Job:
Write down each entry again, exactly as it reads.

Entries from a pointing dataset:

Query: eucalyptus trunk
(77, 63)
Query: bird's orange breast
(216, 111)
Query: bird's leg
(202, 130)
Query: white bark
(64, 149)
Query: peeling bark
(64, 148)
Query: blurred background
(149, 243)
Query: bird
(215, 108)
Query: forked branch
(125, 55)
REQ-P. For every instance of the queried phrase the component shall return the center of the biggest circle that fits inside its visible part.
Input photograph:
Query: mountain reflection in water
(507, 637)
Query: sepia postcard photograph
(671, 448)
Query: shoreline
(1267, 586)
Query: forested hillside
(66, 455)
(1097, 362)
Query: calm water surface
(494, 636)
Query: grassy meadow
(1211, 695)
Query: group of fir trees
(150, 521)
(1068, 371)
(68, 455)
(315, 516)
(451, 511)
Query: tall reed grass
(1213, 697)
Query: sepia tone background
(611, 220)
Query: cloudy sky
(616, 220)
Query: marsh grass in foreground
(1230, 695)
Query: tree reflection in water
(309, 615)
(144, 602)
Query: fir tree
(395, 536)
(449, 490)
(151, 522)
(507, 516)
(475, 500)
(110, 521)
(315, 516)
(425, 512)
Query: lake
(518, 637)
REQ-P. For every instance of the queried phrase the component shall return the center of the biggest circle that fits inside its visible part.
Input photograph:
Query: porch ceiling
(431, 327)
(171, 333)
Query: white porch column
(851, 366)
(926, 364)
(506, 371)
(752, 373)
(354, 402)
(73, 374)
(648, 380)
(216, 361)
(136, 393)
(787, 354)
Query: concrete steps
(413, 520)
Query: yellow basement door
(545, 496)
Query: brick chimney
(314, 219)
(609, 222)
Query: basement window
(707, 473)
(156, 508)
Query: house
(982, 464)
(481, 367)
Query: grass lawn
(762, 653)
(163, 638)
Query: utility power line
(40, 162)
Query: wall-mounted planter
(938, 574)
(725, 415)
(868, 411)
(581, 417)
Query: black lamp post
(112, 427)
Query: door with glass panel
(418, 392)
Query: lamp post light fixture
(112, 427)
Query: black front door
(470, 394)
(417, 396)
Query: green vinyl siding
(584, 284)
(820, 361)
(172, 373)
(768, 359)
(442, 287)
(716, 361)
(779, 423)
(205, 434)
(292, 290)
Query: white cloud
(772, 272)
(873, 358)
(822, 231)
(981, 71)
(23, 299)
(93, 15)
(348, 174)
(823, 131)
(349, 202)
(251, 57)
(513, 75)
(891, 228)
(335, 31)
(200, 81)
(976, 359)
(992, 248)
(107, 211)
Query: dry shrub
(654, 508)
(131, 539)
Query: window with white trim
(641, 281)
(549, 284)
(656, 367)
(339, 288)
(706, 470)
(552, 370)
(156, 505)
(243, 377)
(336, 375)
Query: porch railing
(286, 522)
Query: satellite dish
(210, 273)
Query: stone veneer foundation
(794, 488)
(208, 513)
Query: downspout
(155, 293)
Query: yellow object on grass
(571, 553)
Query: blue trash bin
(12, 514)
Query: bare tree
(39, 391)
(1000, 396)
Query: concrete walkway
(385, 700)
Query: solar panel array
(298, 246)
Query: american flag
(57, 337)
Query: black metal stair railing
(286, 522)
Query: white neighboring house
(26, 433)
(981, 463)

Correct output:
Query: eucalyptus trunk
(77, 63)
Query: bird's orange breast
(216, 111)
Query: bird's leg
(202, 130)
Query: white bark
(64, 149)
Query: peeling bark
(64, 148)
Query: blurred background
(149, 243)
Query: bird
(215, 108)
Query: forked branch
(125, 55)
REQ-P. For every instance of the queried phrase the component shall return the center of the biggest circle that fits inside its visible part.
Input photograph:
Query: mountain reflection in water
(507, 637)
Query: sepia postcard photograph
(671, 448)
Query: shoreline
(1267, 586)
Query: forested hillside
(66, 455)
(1097, 362)
Query: calm water surface
(494, 636)
Query: grassy meadow
(1211, 695)
Query: group of fir trees
(150, 521)
(1068, 371)
(68, 455)
(315, 516)
(451, 511)
Query: tall reed grass
(1213, 697)
Query: sepia tone background
(611, 220)
Query: cloudy sky
(616, 220)
Query: marsh grass in foreground
(1230, 695)
Query: tree reflection in water
(309, 615)
(144, 602)
Query: fir tree
(395, 536)
(449, 490)
(151, 522)
(507, 516)
(475, 500)
(110, 521)
(315, 516)
(425, 512)
Query: lake
(518, 637)
REQ-P. For every instance of the queried phrase the component shall return the center of the biggest circle that fits inside its visible part.
Input photograph:
Query: porch ceiling
(431, 327)
(171, 333)
Query: white porch column
(851, 366)
(926, 364)
(506, 371)
(752, 373)
(354, 402)
(73, 374)
(648, 380)
(216, 361)
(136, 393)
(787, 354)
Query: concrete steps
(413, 520)
Query: yellow basement door
(545, 496)
Query: brick chimney
(314, 219)
(609, 222)
Query: basement window
(707, 473)
(156, 508)
Query: house
(982, 464)
(481, 367)
Query: grass lawn
(762, 653)
(163, 638)
Query: utility power line
(40, 162)
Query: wall-mounted planter
(938, 574)
(725, 415)
(868, 411)
(581, 417)
Query: black lamp post
(112, 427)
Query: door with glass panel
(418, 392)
Query: lamp post light fixture
(112, 427)
Query: black front door
(470, 394)
(417, 396)
Query: green vinyl siding
(584, 284)
(820, 361)
(172, 373)
(768, 359)
(442, 287)
(716, 361)
(779, 423)
(205, 434)
(292, 290)
Query: white cloud
(772, 272)
(873, 358)
(822, 231)
(981, 71)
(23, 299)
(93, 15)
(348, 174)
(823, 131)
(349, 202)
(251, 57)
(513, 75)
(891, 228)
(335, 31)
(200, 81)
(976, 359)
(992, 248)
(107, 211)
Query: dry shrub
(654, 508)
(131, 539)
Query: window with white trim
(641, 281)
(549, 284)
(656, 367)
(339, 288)
(706, 470)
(552, 370)
(156, 505)
(243, 377)
(336, 375)
Query: porch railing
(286, 522)
Query: satellite dish
(210, 273)
Query: stone veneer foundation
(794, 488)
(208, 513)
Query: downspout
(155, 293)
Query: yellow object on grass
(571, 553)
Query: blue trash bin
(12, 514)
Query: bare tree
(39, 391)
(1000, 396)
Query: concrete walkway
(385, 700)
Query: solar panel array
(298, 246)
Query: american flag
(57, 337)
Query: black metal stair railing
(286, 522)
Query: white neighboring house
(26, 433)
(981, 463)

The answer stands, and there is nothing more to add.